→ **INSTRUCTIONS FOR THE TASK**:
Each record that follows should be repeated exactly, minus any images.

Saved entries
↓

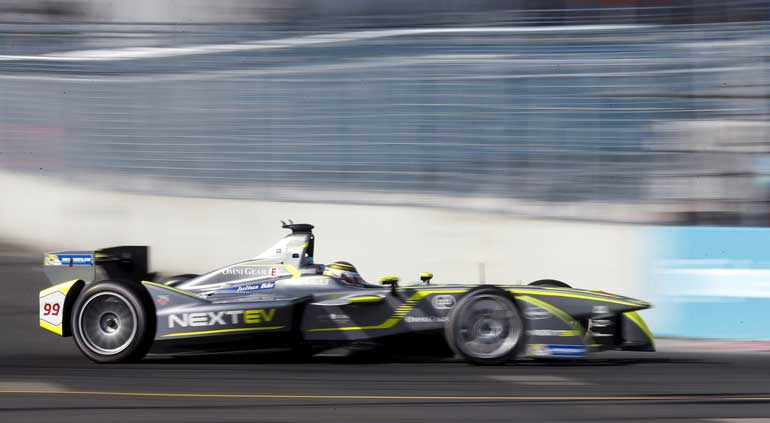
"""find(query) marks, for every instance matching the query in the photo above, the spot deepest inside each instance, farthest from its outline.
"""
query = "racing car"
(116, 312)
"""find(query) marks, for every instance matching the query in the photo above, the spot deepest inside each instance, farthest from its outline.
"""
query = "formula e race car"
(282, 299)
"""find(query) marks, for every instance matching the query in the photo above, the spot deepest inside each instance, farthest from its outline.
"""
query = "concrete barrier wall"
(197, 234)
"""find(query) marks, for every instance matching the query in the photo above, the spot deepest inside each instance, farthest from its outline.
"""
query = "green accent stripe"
(217, 331)
(170, 288)
(638, 321)
(549, 293)
(397, 315)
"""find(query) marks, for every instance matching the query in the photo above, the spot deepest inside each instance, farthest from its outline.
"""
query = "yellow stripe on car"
(171, 288)
(366, 299)
(63, 287)
(400, 312)
(59, 330)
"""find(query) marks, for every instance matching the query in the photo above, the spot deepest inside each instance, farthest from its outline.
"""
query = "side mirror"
(390, 280)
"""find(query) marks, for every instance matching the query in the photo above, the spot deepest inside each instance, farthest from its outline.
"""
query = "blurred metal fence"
(599, 115)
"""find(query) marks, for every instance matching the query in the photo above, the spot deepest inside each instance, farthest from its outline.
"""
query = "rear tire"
(486, 327)
(113, 322)
(551, 283)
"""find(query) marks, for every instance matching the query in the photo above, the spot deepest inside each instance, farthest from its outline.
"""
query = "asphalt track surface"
(45, 378)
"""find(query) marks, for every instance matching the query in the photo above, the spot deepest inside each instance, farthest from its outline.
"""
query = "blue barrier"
(710, 282)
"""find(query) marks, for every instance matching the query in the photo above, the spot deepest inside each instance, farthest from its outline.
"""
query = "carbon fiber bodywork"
(281, 299)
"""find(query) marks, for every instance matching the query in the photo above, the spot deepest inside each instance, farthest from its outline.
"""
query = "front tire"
(113, 322)
(486, 327)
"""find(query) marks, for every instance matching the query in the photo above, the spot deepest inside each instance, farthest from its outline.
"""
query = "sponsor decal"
(251, 271)
(254, 287)
(555, 350)
(426, 319)
(536, 313)
(221, 318)
(444, 302)
(69, 260)
(552, 332)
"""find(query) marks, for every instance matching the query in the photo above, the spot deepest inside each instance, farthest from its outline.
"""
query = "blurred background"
(459, 134)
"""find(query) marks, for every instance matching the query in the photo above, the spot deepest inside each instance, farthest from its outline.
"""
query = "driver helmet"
(344, 271)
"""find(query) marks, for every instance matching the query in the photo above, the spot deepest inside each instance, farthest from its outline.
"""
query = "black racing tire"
(113, 322)
(551, 283)
(177, 279)
(486, 327)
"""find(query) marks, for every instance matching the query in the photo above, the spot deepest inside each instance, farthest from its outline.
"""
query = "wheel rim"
(107, 323)
(490, 327)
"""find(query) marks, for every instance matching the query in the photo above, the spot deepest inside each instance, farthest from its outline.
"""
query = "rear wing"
(126, 262)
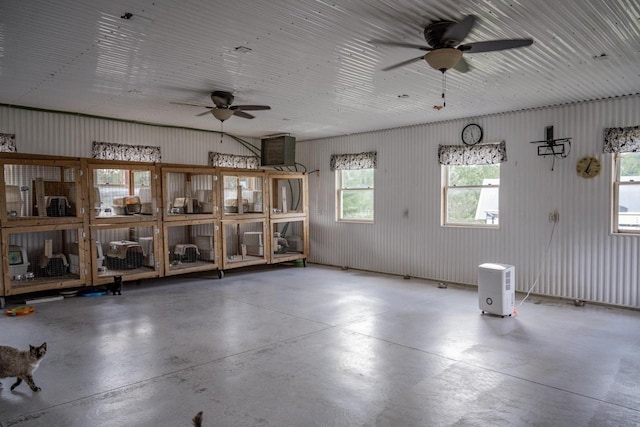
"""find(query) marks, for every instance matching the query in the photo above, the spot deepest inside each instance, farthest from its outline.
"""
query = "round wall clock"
(472, 134)
(588, 167)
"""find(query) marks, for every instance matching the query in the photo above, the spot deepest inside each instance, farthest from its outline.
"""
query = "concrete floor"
(318, 346)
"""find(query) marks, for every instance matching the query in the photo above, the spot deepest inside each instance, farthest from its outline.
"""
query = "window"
(471, 195)
(355, 195)
(627, 193)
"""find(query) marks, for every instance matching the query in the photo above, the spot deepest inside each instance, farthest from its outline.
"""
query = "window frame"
(340, 189)
(445, 187)
(615, 206)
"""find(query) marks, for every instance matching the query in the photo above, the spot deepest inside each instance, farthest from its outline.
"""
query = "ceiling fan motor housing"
(222, 99)
(434, 32)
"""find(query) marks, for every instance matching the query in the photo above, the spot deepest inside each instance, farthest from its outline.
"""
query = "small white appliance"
(496, 288)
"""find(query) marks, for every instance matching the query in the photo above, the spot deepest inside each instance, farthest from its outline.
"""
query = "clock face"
(588, 167)
(472, 134)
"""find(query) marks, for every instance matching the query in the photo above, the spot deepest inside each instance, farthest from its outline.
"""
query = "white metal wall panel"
(583, 260)
(68, 135)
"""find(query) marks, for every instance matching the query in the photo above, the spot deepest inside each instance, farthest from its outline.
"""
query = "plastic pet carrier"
(186, 253)
(57, 206)
(124, 255)
(55, 265)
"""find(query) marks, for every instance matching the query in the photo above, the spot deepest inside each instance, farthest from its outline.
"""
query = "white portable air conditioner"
(496, 288)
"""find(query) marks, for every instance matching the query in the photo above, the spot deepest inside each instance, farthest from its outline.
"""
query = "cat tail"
(197, 420)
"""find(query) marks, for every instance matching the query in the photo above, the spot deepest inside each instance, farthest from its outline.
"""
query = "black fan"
(222, 108)
(444, 50)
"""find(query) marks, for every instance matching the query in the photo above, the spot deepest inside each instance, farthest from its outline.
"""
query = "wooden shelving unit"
(73, 222)
(288, 216)
(42, 218)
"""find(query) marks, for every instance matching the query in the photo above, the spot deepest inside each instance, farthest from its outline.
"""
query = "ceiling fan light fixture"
(443, 59)
(222, 114)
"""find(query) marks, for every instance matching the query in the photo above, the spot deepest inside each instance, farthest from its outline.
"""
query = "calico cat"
(197, 420)
(21, 364)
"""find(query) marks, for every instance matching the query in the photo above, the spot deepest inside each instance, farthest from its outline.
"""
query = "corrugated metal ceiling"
(309, 60)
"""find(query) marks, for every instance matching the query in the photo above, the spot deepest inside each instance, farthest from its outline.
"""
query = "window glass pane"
(356, 204)
(362, 178)
(472, 205)
(629, 207)
(474, 175)
(630, 167)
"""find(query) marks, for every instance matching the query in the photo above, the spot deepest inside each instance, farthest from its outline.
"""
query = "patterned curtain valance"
(7, 143)
(367, 160)
(481, 154)
(233, 161)
(622, 140)
(135, 153)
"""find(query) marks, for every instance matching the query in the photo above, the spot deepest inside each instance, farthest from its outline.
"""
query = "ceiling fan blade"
(190, 105)
(462, 66)
(400, 44)
(242, 114)
(250, 107)
(457, 32)
(494, 45)
(204, 113)
(403, 63)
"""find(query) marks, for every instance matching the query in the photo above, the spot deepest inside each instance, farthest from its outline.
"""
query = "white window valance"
(7, 143)
(135, 153)
(368, 160)
(481, 154)
(622, 140)
(233, 161)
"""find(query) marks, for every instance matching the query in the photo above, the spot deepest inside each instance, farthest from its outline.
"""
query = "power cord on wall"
(535, 282)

↑

→ **FINISHED TASK**:
"""find(query) marks, for every instance matching the query in the photo above, the spot deepest inside each instance, farthest from its outline.
"""
query = "racing car"
(116, 312)
"""find(query) marks, for every instance matching the query in the photo above, the spot deepest inside each instance, farthest from its outline.
"""
query = "formula e race car"
(282, 299)
"""find(query) marks, for every instance matching the query in the photo above, the spot deepest inside each instance, farthest from its outline.
"""
query = "concrete barrier wall"
(197, 234)
"""find(query) marks, for every instance matching the query in the photo above, the spot deepest inside each instance, farthest from its outline.
"""
query = "green accent stripe"
(217, 331)
(170, 288)
(638, 321)
(549, 293)
(397, 315)
"""find(query) marks, for every instance matching the query in the photo above, the spot deepest inside each instance, farthest from its outline.
"""
query = "yellow stripe on car"
(171, 288)
(366, 299)
(63, 287)
(400, 312)
(59, 330)
"""find(query) marks, for every instance matching the query in the photo above, the spot deepest inside each instance, farthest from its outline.
"""
query = "side mirror"
(390, 280)
"""find(query) marks, for every instance matching the query in the photo above, the spot deepest inside each instance, farthest from its outline.
"""
query = "blurred metal fence"
(599, 115)
"""find(query) marks, for every instance matching the query in the photo above, the spot deepest inside each instance, farthest from its outline.
"""
query = "rear tire"
(486, 327)
(113, 322)
(551, 283)
"""find(query) marks, for every instance matching the query in the photo above, the spot deepest inside each instance, farthest from its outline.
"""
query = "asphalt track surface"
(45, 378)
"""find(query) marks, for every instance matching the query in the photo above, the spot deepest inside each instance, farthest from its outline.
"""
query = "blue barrier"
(710, 282)
"""find(query) marks, for every instance matching the query in the photo above, the spot deepest inside each instance, farthest from its outline.
"""
query = "carbon fiber bodywork"
(281, 299)
"""find(query) marks, for every instance matching the query in the photo above, the spot deepest inside each instance, farthest from its outline.
"""
query = "front tire"
(113, 322)
(486, 327)
"""find(query) marks, for every instance matching the query in the photo above, the spot deepest inside each instance, farthest from its outline.
"""
query = "sponsor decal"
(251, 271)
(254, 287)
(555, 350)
(426, 319)
(536, 313)
(221, 318)
(444, 302)
(69, 260)
(552, 332)
"""find(query) marks, for every instance matching the query in the photo above, the spot deepest inside each instance, farthest from its outline.
"""
query = "blurred background"
(459, 134)
"""find(query) marks, for every instance matching the query in the photo above, the spot deepest inside each instance, farthest from its outline.
"""
query = "driver helmet"
(344, 271)
"""find(query) marks, for every instance matching the query in the photo above, the spot deepest inside each instance, farthest from its outline.
"""
query = "black racing tire"
(113, 322)
(551, 283)
(177, 279)
(486, 327)
"""find(query) marks, for every instance matching the query in the photo above, the spot deepest inside each instance, farthest from its outline.
"""
query = "wheel rim"
(107, 323)
(490, 327)
"""find(query) marks, for every instance matching the query in the photo above, the spot deepest inside each instance, farthest from its outline.
"""
query = "rear wing"
(126, 262)
"""find(query) marks, for every instance matching the query in the photo above, the spot deepest inside each instance, farthest from its outline.
"""
query = "round wall clock"
(472, 134)
(588, 167)
"""find(query) marks, for every instance matching the query in the photo above, the spot deepest inside each instance, farthest from its outline.
"""
query = "concrete floor"
(318, 346)
"""find(query) marks, for every instance matching the query in the photo above, the spot deepest inside each instance, farthest from its outline.
"""
query = "window"
(471, 195)
(355, 195)
(627, 193)
"""find(query) marks, for every instance matching the query in the photo above, the spot deepest inside each instance, farthest from its outline.
"""
query = "window frame"
(340, 189)
(445, 187)
(615, 206)
"""find(query) marks, for every instance matching the query in the photo above, the spot deepest inside each instance, farthest from its outline.
"""
query = "ceiling fan motor housing"
(222, 99)
(434, 32)
"""find(query) marks, for every instance matching the query in the photo above, the spot deepest inside each instance, farthest from its outline.
"""
query = "small white appliance"
(496, 288)
"""find(query) marks, for every instance matching the query in the photo above, the spot deepest inside each instance, farthest from its outline.
"""
query = "clock face"
(588, 167)
(472, 134)
"""find(query) marks, for every instance matching the query in the photo above, the spot deepest inside each instance, farthest from its outline.
"""
query = "white metal wall panel"
(583, 260)
(68, 135)
"""find(query) marks, for every instance matching the query in the photo above, the spot deepest inside each instance, farthest from its outline.
"""
query = "plastic pet carrier"
(186, 253)
(57, 206)
(124, 255)
(55, 265)
"""find(query) marks, for every instance matching the query in the photo above, the spot deepest inside each instance, farthest from its outline.
"""
query = "white portable air conditioner"
(496, 288)
"""find(query) marks, for every instance matching the query in the photo above, the spot deepest inside each instance, farthest from its outline.
"""
query = "cat tail"
(197, 420)
"""find(query) marks, for every instance matching the query in the photo above, the spot deepest inside each instance, farthest from its outline.
"""
query = "black fan"
(222, 108)
(444, 50)
"""find(query) marks, for every instance matching the query in the photo above, the spot deepest inside each instance, farthest from its outline.
"""
query = "wooden shelving unit"
(73, 222)
(288, 216)
(42, 218)
"""find(query) marks, for every instance matching the query in the photo above, the spot deepest inside each instance, farthest from its outline.
"""
query = "ceiling fan light fixture"
(443, 59)
(222, 114)
"""find(query) marks, for every instance matching the query in the photo above, the spot deepest inside each instance, farthest from its outline.
"""
query = "calico cat"
(197, 420)
(21, 364)
"""find(query) marks, for every instance matching the query in the photo above, the spot deepest inside each instance, farthest from its outline.
"""
query = "corrugated metal ceiling"
(309, 60)
"""find(query) marks, for every instance matching the query in the photo above, the spot deepest inside each instance, farthest from its outline.
"""
query = "window glass pane"
(356, 204)
(362, 178)
(472, 205)
(629, 207)
(474, 175)
(630, 167)
"""find(query) marks, for every instance matching the query in the photo above, the spot deepest inside each instance, farthest from its outline.
"""
query = "patterned curtain valance"
(7, 143)
(367, 160)
(481, 154)
(233, 161)
(622, 140)
(135, 153)
"""find(query) marks, for every instance matching the query in the photo above, the spot deepest inside each instance, farthest from its outline.
"""
query = "ceiling fan blade"
(190, 105)
(462, 66)
(400, 44)
(242, 114)
(250, 107)
(457, 32)
(494, 45)
(204, 113)
(403, 63)
"""find(query) marks, for every instance matching the query in the photo above, the spot deepest inside each instance, farthest from its outline.
"""
query = "white window valance"
(7, 143)
(135, 153)
(368, 160)
(481, 154)
(622, 140)
(233, 161)
"""find(query) marks, for every instance matching the query in the photo above, the spot deepest inside each instance, farthest from its outline.
"""
query = "power cord on wall"
(535, 282)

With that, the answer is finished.